**Brief**
Starting at the line that holds "of the cluster", copy every line exactly through the end of the data, and no others.

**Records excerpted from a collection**
--- START ---
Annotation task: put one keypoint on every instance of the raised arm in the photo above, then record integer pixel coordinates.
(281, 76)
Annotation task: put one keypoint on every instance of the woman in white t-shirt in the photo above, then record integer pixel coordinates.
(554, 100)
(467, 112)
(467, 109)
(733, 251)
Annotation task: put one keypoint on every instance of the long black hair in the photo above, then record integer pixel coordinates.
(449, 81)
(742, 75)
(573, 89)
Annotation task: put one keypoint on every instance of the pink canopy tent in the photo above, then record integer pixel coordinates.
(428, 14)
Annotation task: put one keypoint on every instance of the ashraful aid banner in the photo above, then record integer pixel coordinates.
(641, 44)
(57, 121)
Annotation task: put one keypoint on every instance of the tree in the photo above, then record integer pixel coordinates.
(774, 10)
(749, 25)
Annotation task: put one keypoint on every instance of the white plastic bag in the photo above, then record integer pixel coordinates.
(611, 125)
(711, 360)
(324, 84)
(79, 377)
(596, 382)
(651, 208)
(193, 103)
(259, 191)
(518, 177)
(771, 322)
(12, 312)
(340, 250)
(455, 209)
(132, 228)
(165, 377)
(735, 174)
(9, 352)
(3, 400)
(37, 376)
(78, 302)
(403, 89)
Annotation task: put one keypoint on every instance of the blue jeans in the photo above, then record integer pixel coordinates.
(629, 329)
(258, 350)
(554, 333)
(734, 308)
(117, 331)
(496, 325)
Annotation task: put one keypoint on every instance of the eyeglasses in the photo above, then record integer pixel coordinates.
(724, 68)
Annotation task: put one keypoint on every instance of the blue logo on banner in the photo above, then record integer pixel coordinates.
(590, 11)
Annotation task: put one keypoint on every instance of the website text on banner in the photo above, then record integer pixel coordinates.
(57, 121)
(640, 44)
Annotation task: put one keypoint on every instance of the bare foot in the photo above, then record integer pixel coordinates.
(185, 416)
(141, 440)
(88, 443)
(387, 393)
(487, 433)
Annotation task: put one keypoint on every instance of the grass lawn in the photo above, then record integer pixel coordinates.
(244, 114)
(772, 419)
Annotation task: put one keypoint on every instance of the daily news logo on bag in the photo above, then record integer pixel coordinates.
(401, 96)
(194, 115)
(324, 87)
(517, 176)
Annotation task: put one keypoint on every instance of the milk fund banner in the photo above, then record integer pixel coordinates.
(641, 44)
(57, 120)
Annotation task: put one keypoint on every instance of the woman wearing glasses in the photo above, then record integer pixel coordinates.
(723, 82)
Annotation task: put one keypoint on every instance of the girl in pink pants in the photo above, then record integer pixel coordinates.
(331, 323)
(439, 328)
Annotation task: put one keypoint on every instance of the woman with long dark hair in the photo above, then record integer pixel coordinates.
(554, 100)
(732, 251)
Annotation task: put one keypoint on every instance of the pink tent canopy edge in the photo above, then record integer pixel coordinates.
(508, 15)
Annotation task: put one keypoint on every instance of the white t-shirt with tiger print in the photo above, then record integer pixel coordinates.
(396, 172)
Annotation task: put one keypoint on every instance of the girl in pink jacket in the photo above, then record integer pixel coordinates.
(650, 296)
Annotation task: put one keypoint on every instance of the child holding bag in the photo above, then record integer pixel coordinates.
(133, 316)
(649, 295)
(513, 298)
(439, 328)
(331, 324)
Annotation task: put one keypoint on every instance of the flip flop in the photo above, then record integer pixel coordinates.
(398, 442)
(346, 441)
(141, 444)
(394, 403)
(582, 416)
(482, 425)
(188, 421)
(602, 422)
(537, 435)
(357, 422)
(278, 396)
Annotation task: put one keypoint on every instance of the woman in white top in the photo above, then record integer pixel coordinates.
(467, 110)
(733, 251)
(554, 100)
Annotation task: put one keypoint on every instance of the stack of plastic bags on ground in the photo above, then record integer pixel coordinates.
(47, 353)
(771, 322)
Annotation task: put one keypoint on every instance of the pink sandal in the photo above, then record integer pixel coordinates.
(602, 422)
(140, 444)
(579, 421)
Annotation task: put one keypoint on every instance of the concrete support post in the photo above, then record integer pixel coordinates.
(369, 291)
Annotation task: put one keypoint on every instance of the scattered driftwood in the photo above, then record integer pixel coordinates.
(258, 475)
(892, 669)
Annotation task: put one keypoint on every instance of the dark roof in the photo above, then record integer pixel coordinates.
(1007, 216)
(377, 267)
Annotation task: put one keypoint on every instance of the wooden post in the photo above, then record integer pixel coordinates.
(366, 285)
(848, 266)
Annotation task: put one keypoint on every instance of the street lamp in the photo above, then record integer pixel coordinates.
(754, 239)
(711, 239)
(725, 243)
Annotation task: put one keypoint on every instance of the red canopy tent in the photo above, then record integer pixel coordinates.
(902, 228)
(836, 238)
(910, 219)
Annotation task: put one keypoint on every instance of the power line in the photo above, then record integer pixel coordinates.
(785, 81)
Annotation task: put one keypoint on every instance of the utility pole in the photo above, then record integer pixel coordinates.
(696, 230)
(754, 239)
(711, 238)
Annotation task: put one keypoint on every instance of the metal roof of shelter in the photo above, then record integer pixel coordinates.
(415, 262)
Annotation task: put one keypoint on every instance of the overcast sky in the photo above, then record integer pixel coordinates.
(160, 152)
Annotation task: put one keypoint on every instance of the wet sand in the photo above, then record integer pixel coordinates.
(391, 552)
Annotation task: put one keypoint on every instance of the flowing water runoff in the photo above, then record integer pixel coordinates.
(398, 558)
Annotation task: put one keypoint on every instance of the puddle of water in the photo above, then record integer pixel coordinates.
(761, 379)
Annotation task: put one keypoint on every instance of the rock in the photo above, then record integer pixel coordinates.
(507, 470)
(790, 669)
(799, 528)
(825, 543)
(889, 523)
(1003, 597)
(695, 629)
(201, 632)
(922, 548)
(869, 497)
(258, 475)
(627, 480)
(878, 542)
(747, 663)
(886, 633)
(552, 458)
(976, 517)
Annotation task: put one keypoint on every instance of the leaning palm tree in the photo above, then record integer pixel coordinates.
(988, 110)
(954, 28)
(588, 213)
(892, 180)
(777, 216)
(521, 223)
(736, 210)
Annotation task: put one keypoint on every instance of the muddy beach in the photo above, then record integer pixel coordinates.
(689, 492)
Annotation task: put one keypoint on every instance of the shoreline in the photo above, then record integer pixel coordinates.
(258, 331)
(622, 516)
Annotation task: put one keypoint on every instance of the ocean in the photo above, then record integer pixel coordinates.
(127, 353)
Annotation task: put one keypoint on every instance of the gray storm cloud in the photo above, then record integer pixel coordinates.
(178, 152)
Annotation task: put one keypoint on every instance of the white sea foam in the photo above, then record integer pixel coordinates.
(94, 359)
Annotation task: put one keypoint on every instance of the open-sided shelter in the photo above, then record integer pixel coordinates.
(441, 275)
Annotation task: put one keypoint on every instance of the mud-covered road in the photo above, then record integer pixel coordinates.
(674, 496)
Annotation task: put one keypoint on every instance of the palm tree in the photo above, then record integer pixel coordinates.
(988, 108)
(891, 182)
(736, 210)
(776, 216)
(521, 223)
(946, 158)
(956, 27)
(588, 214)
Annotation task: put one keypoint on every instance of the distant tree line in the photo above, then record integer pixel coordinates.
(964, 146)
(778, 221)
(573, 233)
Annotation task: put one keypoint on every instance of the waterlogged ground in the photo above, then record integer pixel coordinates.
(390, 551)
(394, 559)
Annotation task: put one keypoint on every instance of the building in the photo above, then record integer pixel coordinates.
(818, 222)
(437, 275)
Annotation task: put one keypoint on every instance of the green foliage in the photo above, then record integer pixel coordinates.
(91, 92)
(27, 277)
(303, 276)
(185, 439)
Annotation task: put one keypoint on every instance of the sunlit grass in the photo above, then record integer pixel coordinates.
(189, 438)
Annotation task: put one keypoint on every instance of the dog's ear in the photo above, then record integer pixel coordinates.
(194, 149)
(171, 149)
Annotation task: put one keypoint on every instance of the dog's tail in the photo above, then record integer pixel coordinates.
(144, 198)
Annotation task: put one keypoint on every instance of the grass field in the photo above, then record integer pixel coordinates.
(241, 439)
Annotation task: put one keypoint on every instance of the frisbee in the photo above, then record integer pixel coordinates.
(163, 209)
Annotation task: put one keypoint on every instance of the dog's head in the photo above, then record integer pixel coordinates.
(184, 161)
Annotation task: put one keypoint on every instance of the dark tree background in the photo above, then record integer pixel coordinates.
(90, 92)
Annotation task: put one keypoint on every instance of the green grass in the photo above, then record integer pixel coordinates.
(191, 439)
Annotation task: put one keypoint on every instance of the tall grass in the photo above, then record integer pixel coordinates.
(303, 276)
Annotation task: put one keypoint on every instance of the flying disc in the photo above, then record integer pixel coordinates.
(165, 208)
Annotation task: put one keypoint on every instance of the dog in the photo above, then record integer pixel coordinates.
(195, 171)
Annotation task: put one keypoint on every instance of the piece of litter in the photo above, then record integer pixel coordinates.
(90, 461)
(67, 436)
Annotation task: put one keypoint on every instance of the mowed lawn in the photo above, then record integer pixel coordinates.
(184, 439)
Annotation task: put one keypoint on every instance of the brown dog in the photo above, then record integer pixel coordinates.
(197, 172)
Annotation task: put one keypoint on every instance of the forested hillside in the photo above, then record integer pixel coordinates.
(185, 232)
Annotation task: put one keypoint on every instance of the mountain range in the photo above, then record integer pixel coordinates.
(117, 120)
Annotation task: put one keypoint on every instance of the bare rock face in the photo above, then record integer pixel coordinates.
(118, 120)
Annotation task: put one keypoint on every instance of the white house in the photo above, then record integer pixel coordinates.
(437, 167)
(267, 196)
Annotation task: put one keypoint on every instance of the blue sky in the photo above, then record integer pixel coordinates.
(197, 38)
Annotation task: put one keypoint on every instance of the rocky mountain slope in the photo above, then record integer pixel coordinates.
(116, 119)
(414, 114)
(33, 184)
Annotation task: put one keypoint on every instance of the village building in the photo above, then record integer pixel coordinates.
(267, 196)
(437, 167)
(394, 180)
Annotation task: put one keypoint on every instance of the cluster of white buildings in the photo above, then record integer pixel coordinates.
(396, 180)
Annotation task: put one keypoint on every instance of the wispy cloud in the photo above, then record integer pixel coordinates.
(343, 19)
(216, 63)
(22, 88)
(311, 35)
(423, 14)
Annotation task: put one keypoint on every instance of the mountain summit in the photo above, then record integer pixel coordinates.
--- END ---
**Solution to this exercise**
Annotation task: put one keypoint on every instance of the cluster of white buildings in the photo above, then record integer pixel coordinates.
(396, 180)
Annotation task: put one keypoint on every instance of the wispy cloud in the photo above, then record integer pixel coordinates.
(343, 19)
(216, 63)
(22, 88)
(311, 35)
(423, 14)
Annotation task: put one keypoint on every instance of the mountain summit in the photo above, then record integer pixel coordinates.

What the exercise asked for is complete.